→ The task:
Could you output the whole listing exactly as it stands, minus any images?

→ Extracted material:

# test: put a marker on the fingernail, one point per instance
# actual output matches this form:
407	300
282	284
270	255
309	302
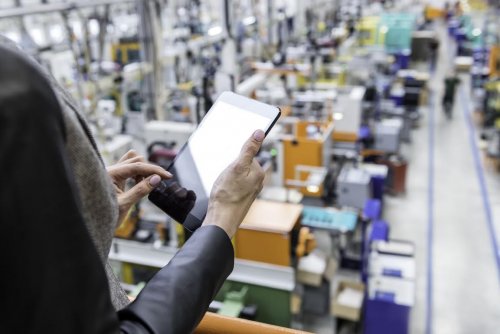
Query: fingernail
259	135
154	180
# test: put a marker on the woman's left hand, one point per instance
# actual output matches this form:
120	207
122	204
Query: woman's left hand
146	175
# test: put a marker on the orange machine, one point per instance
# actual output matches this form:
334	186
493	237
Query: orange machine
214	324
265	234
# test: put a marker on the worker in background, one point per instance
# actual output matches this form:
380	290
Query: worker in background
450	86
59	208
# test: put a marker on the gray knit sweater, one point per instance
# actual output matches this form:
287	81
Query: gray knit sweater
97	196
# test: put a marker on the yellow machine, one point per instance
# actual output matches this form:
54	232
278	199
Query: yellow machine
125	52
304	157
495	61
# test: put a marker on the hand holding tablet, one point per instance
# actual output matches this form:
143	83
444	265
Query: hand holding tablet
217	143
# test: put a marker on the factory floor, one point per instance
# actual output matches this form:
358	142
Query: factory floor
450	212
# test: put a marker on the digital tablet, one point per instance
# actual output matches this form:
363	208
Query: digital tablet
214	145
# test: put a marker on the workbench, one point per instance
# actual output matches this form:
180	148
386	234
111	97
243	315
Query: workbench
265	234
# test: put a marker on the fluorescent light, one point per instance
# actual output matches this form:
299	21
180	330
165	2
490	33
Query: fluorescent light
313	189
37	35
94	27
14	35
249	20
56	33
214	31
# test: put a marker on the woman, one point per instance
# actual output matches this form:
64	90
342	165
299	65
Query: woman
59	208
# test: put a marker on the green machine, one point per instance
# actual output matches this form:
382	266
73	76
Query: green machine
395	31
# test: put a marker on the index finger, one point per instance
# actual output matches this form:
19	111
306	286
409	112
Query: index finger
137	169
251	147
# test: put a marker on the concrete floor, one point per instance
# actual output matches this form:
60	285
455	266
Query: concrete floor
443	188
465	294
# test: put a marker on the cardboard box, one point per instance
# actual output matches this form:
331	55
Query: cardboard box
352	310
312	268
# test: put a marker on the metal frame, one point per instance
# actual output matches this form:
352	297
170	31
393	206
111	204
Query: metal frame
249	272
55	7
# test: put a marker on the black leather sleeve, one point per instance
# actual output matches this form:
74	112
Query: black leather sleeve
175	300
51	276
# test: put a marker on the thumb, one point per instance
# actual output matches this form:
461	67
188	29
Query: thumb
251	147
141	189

→ Finished task:
# test: put a marker on the fingernail, one point per instance
# actual output matches this form:
407	300
282	284
270	255
309	302
Query: fingernail
259	135
154	180
# test: put a marker on the woman's left hand, one point per instance
# actual output matches this form:
120	207
122	204
Query: woman's left hand
146	175
# test: put a marker on the orange machine, one point per instance
# actual output matches this form:
334	186
493	237
Query: orange machine
214	324
265	234
# test: put a marker on the worker in background, one point per instance
# actual output matches this form:
380	290
Query: worker in background
450	86
59	208
# test: put a marker on the gray knit sweater, one point per instance
# actual output matches this form:
287	81
Query: gray knit sweater
97	196
# test: put a marker on the yellow machine, one point per instance
# actual output matches this form:
54	232
278	199
Query: yellow machine
125	52
304	157
495	61
# test: put a marker on the hand holding tablet, one point per instance
# actual output matches this form:
143	83
444	265
Query: hand holding tablet
217	143
# test: put a marker on the factory floor, one point per instance
# actual output matches this form:
358	142
Query: factory floor
450	212
# test: put a marker on the digital tablet, one point per instance
# actual output matches this form:
363	208
Query: digital tablet
214	145
# test: put a marker on the workbench, one point per instance
# actual output matches this form:
180	148
386	234
111	97
243	315
Query: workbench
265	234
# test: put a marker on the fluorescent light, one point per instance
# actual output matches this form:
299	21
180	330
165	2
490	33
Query: fluorescent light
313	189
37	35
94	27
14	35
249	20
56	33
214	31
# test: put a marker on the woman, one point per instance
# actual output matches this form:
64	90
342	165
299	65
Query: woman
59	208
# test: put a marker on the green machine, one point per instance
# actual output matches this form:
382	266
73	76
Query: green machine
395	31
# test: put a marker on the index finger, one point per instance
# actual output matches this form:
19	111
306	286
409	112
Query: index finger
137	169
251	147
# test: put a marker on the concrete floor, one point per instance
# actual output matches this form:
60	285
455	266
Query: concrete floor
443	188
465	294
# test: put a marker on the cardboard box, one point per instance
# actual output matches this form:
331	55
Query: cardboard box
352	310
312	268
# test: put a marker on the metal frame, one point per instance
# actual output matches this form:
352	297
170	31
393	206
111	204
Query: metal frame
249	272
55	7
# test: put a marker on the black leather sleeve, one point per instance
# actual output matches this form:
74	112
Query: black leather sleeve
175	300
51	276
# test: put a marker on the thumb, one point per instance
# actual output matches this form:
461	67
188	29
Query: thumb
251	147
141	189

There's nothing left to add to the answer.